Problem requirements: Copy every line of the data from its start through the line containing "367), (263, 357)]", shifting each coordinate in the answers by adding 62 to both of its numbers. Leave the pictures out.

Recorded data
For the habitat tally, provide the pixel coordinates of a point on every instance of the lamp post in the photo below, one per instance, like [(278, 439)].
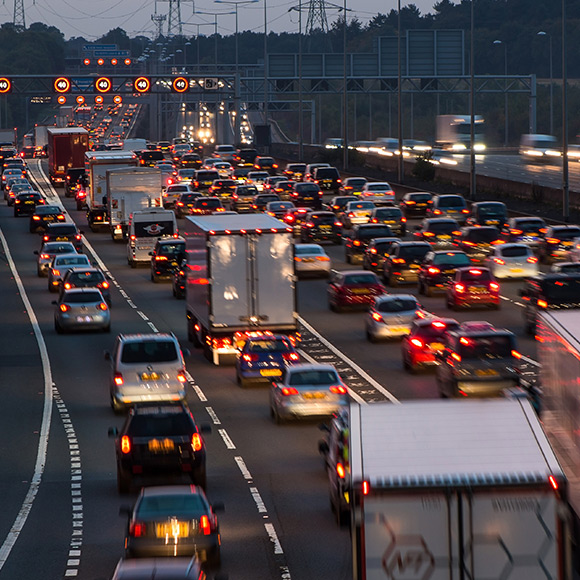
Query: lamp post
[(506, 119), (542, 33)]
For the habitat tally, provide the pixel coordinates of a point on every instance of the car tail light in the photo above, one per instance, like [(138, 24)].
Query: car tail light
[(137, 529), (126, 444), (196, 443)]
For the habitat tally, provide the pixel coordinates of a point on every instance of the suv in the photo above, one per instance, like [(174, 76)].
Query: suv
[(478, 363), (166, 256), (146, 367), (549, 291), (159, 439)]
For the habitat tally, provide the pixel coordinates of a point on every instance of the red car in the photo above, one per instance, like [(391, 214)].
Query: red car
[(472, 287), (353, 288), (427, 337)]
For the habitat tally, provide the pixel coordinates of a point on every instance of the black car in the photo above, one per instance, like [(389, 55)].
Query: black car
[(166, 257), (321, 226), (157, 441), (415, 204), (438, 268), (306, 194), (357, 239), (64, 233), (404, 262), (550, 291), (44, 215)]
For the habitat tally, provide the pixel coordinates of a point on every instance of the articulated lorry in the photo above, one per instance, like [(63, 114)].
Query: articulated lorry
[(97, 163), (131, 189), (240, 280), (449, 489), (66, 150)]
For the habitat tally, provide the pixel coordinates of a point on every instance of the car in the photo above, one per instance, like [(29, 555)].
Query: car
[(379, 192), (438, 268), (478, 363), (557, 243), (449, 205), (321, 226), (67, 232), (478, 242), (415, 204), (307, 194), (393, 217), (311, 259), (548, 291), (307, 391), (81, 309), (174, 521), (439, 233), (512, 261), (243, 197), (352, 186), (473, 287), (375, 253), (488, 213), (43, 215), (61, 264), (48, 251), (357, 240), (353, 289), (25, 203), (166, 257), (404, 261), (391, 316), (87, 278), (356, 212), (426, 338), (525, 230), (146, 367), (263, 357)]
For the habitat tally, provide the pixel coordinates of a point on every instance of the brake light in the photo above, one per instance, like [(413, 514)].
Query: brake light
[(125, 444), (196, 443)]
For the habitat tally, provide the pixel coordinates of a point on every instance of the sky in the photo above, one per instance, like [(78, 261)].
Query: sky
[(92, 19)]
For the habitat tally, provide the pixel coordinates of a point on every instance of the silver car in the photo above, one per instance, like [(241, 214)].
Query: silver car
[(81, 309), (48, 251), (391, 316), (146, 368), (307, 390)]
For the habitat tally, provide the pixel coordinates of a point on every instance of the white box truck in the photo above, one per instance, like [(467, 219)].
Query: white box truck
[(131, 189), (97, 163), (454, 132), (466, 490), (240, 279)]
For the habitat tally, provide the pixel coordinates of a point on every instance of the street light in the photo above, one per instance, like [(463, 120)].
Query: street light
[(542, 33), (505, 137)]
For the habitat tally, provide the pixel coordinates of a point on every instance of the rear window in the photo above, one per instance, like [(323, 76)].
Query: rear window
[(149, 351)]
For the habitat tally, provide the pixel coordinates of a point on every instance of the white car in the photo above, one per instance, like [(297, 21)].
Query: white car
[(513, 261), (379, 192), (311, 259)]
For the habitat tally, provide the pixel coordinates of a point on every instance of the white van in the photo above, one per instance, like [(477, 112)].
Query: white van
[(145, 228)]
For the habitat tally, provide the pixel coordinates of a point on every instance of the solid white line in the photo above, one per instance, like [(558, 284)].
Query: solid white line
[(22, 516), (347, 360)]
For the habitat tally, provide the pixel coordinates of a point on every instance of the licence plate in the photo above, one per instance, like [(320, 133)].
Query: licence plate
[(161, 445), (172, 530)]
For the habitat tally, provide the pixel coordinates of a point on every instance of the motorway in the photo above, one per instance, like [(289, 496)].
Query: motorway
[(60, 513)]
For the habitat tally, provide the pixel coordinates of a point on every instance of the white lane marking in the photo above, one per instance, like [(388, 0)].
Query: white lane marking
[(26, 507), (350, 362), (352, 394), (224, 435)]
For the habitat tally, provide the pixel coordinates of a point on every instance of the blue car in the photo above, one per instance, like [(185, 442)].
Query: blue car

Response to the task:
For the habitat tally, provide the pixel coordinates of a point on every instance of the lamp post in the photo below, one per instance, like [(278, 439)].
Query: lamp post
[(568, 181), (604, 95)]
For the habitat tally, provide the pixel coordinates of a point on every instance of the car tail light in the photo above, one per instance, like [(138, 24)].
Query: car tail light
[(199, 591), (188, 506), (258, 505)]
For the habitat tally, provide the pixel coordinates of a point on every instance of the suv in the photo above, one per instance, like [(174, 76)].
Query: suv
[(540, 425), (228, 318), (208, 429), (611, 353), (221, 501)]
For the habitat tally, provide the pixel coordinates of a point on every instance of the red car in the photo above, one per instance, like [(391, 214)].
Query: red car
[(534, 349), (415, 350), (489, 399)]
For the habitat tally, provide the pixel coordinates of a point on every instance of the black car in the photo above, one per instance, like [(389, 55)].
Query: black car
[(228, 319), (383, 288), (219, 503), (477, 266), (500, 330), (368, 256), (419, 301), (126, 295), (466, 324), (612, 353), (106, 277)]
For the habitat tally, provide the pixel coordinates of a point on every instance of the articulated lorry in the photo above, one per instance, like [(63, 114)].
Query: articulated lorry
[(159, 225), (193, 251), (302, 342), (511, 551), (128, 212)]
For the habitat tally, provide the pixel coordinates of a point on every instance of the car in the photo above, one per instance, like [(29, 555)].
Query: car
[(441, 254), (500, 330), (540, 425), (619, 305), (511, 267), (383, 288), (129, 294), (540, 304), (477, 266), (369, 256), (455, 279), (373, 321), (610, 353), (369, 453), (143, 371), (236, 583), (501, 295), (574, 323), (305, 259), (414, 248), (535, 349), (437, 315), (550, 275), (105, 277), (123, 326), (110, 313), (419, 302), (415, 351), (87, 265), (228, 319), (466, 323), (453, 378), (149, 340), (418, 274), (488, 400), (587, 292), (208, 429), (325, 419)]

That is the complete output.